▶ Directions:
Could you copy every one of the rows below word for word, leaving the pictures out of your copy?

▶ Data shown:
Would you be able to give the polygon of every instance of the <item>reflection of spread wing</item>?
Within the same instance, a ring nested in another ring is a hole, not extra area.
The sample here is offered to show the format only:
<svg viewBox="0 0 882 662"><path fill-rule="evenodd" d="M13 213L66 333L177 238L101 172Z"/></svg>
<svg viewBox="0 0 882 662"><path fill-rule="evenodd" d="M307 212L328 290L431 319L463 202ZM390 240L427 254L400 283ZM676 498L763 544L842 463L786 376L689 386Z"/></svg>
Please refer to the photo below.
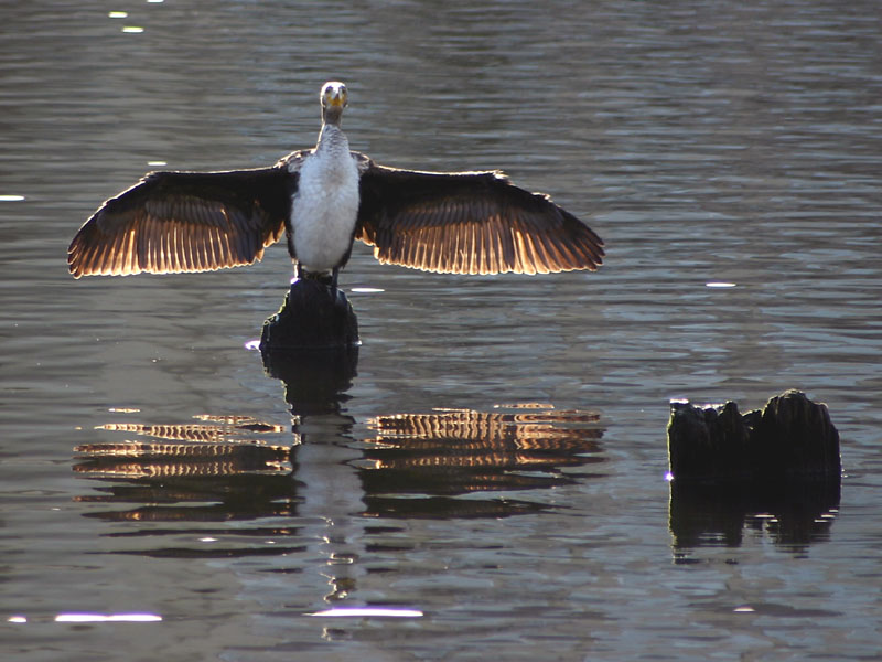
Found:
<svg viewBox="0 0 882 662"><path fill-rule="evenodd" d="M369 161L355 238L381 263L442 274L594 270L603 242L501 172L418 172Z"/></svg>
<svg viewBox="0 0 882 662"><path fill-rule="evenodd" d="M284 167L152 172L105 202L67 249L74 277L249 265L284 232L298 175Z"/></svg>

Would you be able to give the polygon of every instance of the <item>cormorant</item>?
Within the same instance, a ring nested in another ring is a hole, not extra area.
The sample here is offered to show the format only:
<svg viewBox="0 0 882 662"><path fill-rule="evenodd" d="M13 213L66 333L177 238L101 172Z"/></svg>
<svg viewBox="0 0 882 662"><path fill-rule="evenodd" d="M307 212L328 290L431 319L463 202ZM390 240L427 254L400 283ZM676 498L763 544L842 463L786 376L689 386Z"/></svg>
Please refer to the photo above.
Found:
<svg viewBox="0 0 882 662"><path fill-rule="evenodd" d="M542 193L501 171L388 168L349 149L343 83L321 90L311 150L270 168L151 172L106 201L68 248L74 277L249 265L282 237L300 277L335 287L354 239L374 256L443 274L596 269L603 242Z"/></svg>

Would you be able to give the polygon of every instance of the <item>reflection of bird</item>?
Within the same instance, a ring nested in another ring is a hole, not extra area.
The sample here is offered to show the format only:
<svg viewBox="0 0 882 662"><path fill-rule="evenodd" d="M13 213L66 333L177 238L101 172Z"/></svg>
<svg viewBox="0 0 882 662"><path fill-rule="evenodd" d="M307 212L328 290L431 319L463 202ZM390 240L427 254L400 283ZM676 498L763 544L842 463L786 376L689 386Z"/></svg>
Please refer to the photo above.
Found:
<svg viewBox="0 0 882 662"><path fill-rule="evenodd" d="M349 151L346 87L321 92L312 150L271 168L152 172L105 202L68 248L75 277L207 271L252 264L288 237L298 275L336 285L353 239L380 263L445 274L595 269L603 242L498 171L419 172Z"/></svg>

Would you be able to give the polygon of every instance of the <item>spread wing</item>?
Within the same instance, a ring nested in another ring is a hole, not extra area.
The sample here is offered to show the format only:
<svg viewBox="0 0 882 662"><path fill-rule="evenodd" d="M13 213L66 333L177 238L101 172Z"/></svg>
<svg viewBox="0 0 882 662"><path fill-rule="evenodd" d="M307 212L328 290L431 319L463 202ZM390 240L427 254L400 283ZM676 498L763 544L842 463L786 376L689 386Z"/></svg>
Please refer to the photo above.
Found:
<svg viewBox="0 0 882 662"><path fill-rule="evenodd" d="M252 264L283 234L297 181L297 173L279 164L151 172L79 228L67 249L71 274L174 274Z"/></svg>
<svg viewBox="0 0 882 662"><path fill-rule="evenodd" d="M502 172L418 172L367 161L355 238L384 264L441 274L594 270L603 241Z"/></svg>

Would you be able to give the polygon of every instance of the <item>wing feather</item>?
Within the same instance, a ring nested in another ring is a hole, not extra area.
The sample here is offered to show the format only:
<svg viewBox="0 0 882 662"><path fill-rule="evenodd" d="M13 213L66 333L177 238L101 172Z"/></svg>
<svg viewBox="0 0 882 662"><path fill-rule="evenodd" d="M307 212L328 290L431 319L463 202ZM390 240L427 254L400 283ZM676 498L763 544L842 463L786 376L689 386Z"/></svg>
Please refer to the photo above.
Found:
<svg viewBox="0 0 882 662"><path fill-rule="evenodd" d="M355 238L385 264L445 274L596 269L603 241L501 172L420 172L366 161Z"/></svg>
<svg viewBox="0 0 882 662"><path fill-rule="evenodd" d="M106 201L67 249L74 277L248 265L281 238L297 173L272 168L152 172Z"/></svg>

▶ Response below:
Would you be able to give the polygon of every instance of the <item>reflection of spread wing</item>?
Within the same instance, a ring nested in another ring is a hole, not extra area.
The sample here is offered to show the format only:
<svg viewBox="0 0 882 662"><path fill-rule="evenodd" d="M13 213L66 333L177 238L101 172Z"/></svg>
<svg viewBox="0 0 882 662"><path fill-rule="evenodd" d="M307 212L328 290L431 319L463 202ZM390 240L427 254L400 283ZM676 498L763 544L842 463L786 376L689 386Z"/></svg>
Please refer to the photo below.
Found:
<svg viewBox="0 0 882 662"><path fill-rule="evenodd" d="M369 161L355 238L381 263L442 274L594 270L603 242L501 172L418 172Z"/></svg>
<svg viewBox="0 0 882 662"><path fill-rule="evenodd" d="M284 167L152 172L105 202L67 249L74 277L249 265L284 232L298 175Z"/></svg>

Would you be able to give the polygon of every instance of the <item>cormorant</item>?
Within the same instance, a ring nested in another ring is a hole, not extra area.
The sample here is offered to show the format only:
<svg viewBox="0 0 882 662"><path fill-rule="evenodd" d="M13 213L66 333L177 238L101 172Z"/></svg>
<svg viewBox="0 0 882 662"><path fill-rule="evenodd" d="M307 212L328 290L431 319L463 202ZM390 240L427 254L400 283ZM676 498L763 544L842 463L786 376L689 386Z"/></svg>
Please refer to the photo above.
Found:
<svg viewBox="0 0 882 662"><path fill-rule="evenodd" d="M542 193L501 171L388 168L349 149L343 83L321 90L311 150L270 168L151 172L106 201L68 248L74 277L249 265L282 237L300 277L335 287L354 239L374 256L443 274L596 269L603 242Z"/></svg>

Would you be able to give the polygon of every instance of the <item>reflection of bird</item>?
Within the same instance, a ring nested in another ring is a hole, not extra area.
The sample here is offered to show the format only:
<svg viewBox="0 0 882 662"><path fill-rule="evenodd" d="M13 213L66 333L177 238L101 172Z"/></svg>
<svg viewBox="0 0 882 662"><path fill-rule="evenodd" d="M307 212L328 290L431 319L463 202ZM390 240L427 254L400 283ZM676 498L763 544L842 463L786 376L689 386Z"/></svg>
Please refer to the photo above.
Found:
<svg viewBox="0 0 882 662"><path fill-rule="evenodd" d="M349 151L346 87L321 92L312 150L271 168L152 172L105 202L68 248L75 277L207 271L252 264L288 237L298 275L336 285L353 239L380 263L445 274L595 269L603 242L498 171L419 172Z"/></svg>

Would you be able to give the polygon of every instance of the <item>spread wing</item>?
Within the same instance, a ring nested in another ring is a hole, not extra area.
The sample here is offered to show the format only:
<svg viewBox="0 0 882 662"><path fill-rule="evenodd" d="M13 213L66 333L177 238L101 172Z"/></svg>
<svg viewBox="0 0 882 662"><path fill-rule="evenodd" d="M307 212L328 290L431 319L463 202ZM390 240L427 254L400 283ZM676 498L763 544L842 463L786 376L689 386Z"/></svg>
Please refer to the photo above.
Found:
<svg viewBox="0 0 882 662"><path fill-rule="evenodd" d="M252 264L283 234L297 181L297 173L279 164L151 172L79 228L67 249L71 274L174 274Z"/></svg>
<svg viewBox="0 0 882 662"><path fill-rule="evenodd" d="M502 172L418 172L367 161L355 238L384 264L441 274L594 270L603 241Z"/></svg>

Would you be able to give the polygon of every instance of the <item>wing feather</item>?
Within the same instance, a ring nested in another ring is a hole, not extra area.
The sample here is offered to show the format only:
<svg viewBox="0 0 882 662"><path fill-rule="evenodd" d="M13 213L66 333L177 238L101 172Z"/></svg>
<svg viewBox="0 0 882 662"><path fill-rule="evenodd" d="M307 212L328 290L431 319L463 202ZM390 240L427 254L400 283ZM676 498L763 544L842 463L786 376L689 386Z"/></svg>
Please refer to the photo above.
Found:
<svg viewBox="0 0 882 662"><path fill-rule="evenodd" d="M355 238L385 264L445 274L596 269L603 241L501 172L420 172L366 161Z"/></svg>
<svg viewBox="0 0 882 662"><path fill-rule="evenodd" d="M106 201L67 249L74 277L248 265L281 238L297 173L272 168L152 172Z"/></svg>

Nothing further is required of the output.